EXERCISE OBJECTIVE >> Reproduce the listing below line for line, with no changes.

————————

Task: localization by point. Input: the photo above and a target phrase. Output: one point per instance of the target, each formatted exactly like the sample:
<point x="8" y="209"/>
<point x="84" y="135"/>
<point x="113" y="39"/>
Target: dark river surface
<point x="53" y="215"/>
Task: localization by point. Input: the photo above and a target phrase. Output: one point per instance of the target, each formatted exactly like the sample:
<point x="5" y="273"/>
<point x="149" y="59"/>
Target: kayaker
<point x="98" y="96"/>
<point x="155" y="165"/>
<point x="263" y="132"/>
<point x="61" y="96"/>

————————

TASK ANSWER >>
Task: localization by point. Input: the photo above and a target phrase. Output: one point per instance of the target, each formatted exactly like the sample:
<point x="8" y="209"/>
<point x="84" y="135"/>
<point x="113" y="39"/>
Target: dark river surface
<point x="53" y="215"/>
Task: localization by point. Input: the photo above and a target phrase. Output: one point per instance of the target, each formatted exactly like the sample:
<point x="5" y="273"/>
<point x="149" y="59"/>
Target: kayaker
<point x="98" y="96"/>
<point x="155" y="165"/>
<point x="263" y="132"/>
<point x="61" y="96"/>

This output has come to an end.